Eating high levels of flavonoids including anthocyanins and other compounds (found in berries, tea and chocolate) could offer protection from Type 2 diabetes, according to research from the University of East Anglia (UEA) and King’s College London.
Findings published in the Journal of Nutrition reveal that high intakes of these dietary compounds are associated with lower insulin resistance and better blood glucose regulation.
A study of almost 2,000 people also found that these food groups lower inflammation, which, when chronic, is associated with diabetes, obesity, cardiovascular disease and cancer.
Professor Aedin Cassidy from UEA’s Norwich Medical School led the research. She said: “Our research looked at the benefits of eating certain sub-groups of flavonoids. We focused on flavones, which are found in herbs and vegetables such as parsley, thyme and celery, and anthocyanins, found in berries, red grapes, wine and other red- or blue-coloured fruits and vegetables.
“This is one of the first large-scale human studies to look at how these powerful bioactive compounds might reduce the risk of diabetes. Laboratory studies have shown these types of foods might modulate blood glucose regulation, affecting the risk of Type 2 diabetes. But until now, little has been known about how habitual intakes might affect insulin resistance, blood glucose regulation and inflammation in humans.”

-- Information provided --
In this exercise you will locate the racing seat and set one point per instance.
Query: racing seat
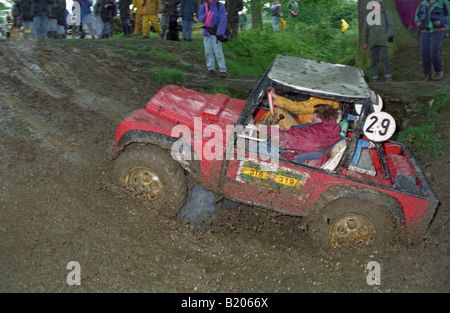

-- Work to complete --
1: In the article on flavonoids and Type 2 diabetes, which journal published the findings?
2: Do these statements agree with the article on flavonoids and Type 2 diabetes? Answer yes or no for each, and quote the words from the article that decide it. (a) The study involved almost 2,000 people. (b) Flavones are found in berries and red grapes. (c) Professor Aedin Cassidy is from King's College London.

-- Solution set --
1: The Journal of Nutrition

2:
(a) Yes: "A study of almost 2,000 people"
(b) No: "flavones, which are found in herbs and vegetables such as parsley, thyme and celery"
(c) No: "Professor Aedin Cassidy from UEA’s Norwich Medical School led the research."